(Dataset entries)
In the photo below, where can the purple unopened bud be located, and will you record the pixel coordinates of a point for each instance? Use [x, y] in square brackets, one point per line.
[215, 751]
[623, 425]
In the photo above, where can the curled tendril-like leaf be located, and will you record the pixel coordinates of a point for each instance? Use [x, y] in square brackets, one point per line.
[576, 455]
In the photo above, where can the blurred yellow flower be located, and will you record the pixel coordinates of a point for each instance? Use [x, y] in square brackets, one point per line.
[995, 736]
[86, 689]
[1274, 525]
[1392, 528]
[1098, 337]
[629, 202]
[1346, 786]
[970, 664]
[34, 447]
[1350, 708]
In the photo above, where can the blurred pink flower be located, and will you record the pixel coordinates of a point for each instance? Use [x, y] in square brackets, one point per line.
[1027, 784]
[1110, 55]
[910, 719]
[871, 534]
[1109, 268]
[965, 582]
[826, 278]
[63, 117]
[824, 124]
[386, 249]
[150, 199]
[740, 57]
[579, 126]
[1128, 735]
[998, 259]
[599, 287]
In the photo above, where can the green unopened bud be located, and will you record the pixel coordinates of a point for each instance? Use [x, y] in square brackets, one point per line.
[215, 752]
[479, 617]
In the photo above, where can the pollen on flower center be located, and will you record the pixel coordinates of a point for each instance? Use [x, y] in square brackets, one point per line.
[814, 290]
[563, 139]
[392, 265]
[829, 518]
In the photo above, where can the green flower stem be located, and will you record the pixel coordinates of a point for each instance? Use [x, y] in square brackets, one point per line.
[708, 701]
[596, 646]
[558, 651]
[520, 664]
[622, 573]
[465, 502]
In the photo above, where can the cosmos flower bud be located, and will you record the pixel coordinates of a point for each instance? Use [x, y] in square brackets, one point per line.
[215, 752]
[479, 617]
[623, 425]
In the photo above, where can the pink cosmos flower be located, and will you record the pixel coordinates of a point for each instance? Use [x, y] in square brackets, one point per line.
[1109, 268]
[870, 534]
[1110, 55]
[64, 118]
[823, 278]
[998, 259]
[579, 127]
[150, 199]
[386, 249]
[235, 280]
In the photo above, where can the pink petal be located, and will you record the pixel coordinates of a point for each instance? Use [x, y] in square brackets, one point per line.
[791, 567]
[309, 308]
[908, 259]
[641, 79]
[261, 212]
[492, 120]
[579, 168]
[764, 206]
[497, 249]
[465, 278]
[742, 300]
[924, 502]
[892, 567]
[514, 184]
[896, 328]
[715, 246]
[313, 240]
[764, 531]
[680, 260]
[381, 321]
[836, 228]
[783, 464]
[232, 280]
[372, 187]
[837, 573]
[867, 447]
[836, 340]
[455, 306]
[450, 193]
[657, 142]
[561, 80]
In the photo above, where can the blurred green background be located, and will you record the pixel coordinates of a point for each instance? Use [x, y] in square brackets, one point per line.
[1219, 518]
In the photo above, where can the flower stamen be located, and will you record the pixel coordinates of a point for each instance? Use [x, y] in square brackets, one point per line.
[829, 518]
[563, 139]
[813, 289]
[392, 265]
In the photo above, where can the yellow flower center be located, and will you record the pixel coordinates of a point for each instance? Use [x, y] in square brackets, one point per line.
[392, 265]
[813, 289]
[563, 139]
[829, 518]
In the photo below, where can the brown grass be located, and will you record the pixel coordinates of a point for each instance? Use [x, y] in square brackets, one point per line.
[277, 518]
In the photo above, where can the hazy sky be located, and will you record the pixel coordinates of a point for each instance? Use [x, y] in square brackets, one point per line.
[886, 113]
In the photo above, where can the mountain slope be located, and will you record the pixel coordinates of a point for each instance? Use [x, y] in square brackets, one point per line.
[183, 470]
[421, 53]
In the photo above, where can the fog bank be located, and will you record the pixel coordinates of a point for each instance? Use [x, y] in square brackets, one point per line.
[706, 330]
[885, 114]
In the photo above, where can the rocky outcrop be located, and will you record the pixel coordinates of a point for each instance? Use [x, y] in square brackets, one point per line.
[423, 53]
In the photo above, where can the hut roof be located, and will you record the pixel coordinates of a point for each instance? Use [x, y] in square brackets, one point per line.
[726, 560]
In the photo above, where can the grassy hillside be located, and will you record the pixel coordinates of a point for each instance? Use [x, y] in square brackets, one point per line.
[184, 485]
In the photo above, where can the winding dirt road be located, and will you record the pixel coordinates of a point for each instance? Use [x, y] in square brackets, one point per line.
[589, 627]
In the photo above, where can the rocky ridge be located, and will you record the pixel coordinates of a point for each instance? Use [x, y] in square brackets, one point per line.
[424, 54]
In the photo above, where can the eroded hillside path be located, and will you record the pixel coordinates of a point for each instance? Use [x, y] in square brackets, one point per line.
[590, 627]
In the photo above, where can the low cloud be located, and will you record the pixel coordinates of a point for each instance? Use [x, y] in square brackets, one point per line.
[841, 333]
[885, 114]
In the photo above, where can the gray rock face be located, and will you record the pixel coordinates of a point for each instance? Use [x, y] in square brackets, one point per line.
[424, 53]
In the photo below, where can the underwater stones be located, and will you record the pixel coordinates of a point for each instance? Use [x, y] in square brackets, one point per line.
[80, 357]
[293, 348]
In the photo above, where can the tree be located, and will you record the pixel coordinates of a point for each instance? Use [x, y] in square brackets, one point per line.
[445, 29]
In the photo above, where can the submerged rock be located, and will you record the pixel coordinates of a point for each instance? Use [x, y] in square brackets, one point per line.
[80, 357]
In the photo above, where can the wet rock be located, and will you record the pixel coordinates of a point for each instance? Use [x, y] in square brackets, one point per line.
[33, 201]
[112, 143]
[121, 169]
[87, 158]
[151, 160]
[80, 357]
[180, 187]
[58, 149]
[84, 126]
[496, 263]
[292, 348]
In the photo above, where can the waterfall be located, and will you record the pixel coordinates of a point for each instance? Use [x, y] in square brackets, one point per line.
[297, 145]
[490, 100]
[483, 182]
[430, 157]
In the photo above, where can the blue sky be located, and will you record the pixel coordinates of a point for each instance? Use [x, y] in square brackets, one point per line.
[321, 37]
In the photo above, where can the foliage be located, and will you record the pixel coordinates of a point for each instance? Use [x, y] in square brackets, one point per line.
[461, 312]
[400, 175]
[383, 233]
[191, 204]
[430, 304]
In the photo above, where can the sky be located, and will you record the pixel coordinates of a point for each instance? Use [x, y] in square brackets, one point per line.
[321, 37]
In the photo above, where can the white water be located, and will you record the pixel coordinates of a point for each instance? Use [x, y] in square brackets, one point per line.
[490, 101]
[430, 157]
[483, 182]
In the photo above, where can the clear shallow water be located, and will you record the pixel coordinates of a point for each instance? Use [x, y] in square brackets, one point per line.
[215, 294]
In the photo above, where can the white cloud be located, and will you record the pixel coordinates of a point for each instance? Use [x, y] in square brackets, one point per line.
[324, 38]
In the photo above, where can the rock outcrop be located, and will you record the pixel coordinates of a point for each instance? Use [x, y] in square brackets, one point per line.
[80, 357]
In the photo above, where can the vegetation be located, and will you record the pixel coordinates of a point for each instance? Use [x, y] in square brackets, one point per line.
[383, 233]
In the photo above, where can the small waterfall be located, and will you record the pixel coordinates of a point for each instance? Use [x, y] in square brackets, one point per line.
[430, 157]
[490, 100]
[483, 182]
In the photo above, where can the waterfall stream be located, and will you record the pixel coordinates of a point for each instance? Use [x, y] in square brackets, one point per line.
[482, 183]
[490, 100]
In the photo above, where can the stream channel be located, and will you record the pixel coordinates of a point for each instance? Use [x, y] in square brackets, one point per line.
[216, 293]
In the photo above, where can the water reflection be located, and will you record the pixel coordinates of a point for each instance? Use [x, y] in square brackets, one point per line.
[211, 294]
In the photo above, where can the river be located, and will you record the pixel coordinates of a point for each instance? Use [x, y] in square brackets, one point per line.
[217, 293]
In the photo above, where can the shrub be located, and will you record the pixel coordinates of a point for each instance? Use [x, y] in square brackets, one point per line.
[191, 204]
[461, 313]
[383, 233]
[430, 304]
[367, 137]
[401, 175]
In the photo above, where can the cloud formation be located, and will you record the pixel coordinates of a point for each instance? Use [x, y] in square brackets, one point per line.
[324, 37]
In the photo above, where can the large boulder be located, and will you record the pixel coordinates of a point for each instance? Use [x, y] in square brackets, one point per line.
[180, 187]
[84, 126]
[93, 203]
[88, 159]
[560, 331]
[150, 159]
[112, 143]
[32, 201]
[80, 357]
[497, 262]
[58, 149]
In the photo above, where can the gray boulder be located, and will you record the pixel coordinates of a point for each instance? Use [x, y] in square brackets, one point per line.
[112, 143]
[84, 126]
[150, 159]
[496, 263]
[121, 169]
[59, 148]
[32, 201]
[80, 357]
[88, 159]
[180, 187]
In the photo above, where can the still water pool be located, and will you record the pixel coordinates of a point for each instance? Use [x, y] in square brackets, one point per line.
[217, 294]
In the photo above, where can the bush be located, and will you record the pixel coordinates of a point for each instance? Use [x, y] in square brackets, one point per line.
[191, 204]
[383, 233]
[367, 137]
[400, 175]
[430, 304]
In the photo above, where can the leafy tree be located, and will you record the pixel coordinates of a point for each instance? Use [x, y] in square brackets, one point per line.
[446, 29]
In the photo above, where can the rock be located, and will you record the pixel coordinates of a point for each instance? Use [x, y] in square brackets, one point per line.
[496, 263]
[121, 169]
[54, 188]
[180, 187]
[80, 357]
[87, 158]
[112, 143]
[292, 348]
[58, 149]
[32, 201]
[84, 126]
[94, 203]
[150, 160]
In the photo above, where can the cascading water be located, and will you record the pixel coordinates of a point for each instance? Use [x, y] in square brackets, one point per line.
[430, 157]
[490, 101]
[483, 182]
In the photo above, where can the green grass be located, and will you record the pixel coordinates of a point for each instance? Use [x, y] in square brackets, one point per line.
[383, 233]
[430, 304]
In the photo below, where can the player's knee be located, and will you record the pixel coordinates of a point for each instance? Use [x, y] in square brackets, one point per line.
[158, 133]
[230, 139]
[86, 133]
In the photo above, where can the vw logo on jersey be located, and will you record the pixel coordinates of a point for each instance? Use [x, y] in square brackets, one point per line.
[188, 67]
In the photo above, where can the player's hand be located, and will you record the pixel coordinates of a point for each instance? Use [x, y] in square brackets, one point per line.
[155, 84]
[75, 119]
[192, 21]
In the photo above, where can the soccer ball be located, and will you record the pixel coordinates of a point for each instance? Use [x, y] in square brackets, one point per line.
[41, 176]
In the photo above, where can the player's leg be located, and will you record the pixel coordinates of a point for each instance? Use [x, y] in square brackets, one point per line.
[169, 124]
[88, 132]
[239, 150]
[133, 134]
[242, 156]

Activity:
Write out once more the lines above beginning at the line with "In the photo above, where can the player's hand"; continue through the final line and stop there.

Completed exercise:
In the photo above, where can the player's hand be located, and will you record the pixel coordinates of a point for each instance? Use [x, y] in square brackets, one point per line.
[155, 84]
[75, 119]
[192, 21]
In the photo above, where can the soccer ball be located, and will you record the pixel coordinates of a point for each instance? Use [x, y] in square brackets, one point per line.
[41, 176]
In the photo above, where can the player's leg be located, and will you record the pixel coordinates of a point for each instance? Use [x, y] in square brackets, one point per line.
[169, 124]
[88, 132]
[239, 150]
[133, 134]
[242, 156]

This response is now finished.